ACTIVITY –
Give the number of lines in the data below where the string "cloud" occurs, and nothing else.

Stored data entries
※
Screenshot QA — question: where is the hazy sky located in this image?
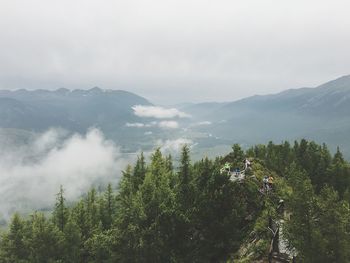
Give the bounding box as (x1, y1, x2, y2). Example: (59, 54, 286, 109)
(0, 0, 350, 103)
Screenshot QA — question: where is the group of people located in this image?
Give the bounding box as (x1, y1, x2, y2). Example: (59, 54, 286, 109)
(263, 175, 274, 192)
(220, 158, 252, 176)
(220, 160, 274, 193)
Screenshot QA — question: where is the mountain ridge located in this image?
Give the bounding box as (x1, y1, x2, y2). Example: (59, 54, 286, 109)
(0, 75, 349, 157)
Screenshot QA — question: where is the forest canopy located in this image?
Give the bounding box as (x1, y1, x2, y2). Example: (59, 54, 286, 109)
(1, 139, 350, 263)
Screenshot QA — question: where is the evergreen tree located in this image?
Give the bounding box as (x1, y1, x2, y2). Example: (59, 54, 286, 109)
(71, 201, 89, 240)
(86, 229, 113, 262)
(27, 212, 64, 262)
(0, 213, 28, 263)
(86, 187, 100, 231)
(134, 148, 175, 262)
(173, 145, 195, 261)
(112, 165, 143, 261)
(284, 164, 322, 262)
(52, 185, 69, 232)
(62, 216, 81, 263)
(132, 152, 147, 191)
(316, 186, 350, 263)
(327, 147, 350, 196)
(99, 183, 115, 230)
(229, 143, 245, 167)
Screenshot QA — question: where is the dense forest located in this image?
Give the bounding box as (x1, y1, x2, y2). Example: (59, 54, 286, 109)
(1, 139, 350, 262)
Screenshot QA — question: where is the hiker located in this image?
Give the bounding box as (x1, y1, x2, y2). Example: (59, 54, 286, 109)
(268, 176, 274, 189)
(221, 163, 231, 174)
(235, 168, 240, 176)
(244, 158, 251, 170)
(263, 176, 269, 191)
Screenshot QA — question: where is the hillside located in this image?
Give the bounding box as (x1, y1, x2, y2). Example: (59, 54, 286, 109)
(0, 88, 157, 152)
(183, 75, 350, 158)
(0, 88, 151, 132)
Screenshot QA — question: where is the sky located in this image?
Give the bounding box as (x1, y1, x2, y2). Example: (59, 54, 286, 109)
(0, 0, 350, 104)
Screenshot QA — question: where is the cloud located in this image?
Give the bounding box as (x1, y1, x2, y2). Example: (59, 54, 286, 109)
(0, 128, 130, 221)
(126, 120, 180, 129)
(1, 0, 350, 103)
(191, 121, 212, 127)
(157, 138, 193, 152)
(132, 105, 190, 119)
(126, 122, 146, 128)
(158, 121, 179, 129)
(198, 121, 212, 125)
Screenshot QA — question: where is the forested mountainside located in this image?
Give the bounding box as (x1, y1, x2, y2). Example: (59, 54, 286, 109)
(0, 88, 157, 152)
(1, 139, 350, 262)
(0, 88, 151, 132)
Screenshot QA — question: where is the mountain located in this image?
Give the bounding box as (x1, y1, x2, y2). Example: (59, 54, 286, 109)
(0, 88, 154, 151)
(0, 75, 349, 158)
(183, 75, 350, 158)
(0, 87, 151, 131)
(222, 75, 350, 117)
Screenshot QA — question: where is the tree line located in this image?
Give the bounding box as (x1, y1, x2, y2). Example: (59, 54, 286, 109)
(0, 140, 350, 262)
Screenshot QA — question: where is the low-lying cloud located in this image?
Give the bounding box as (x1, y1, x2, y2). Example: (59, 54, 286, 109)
※
OUTPUT FOR THIS EXERCISE –
2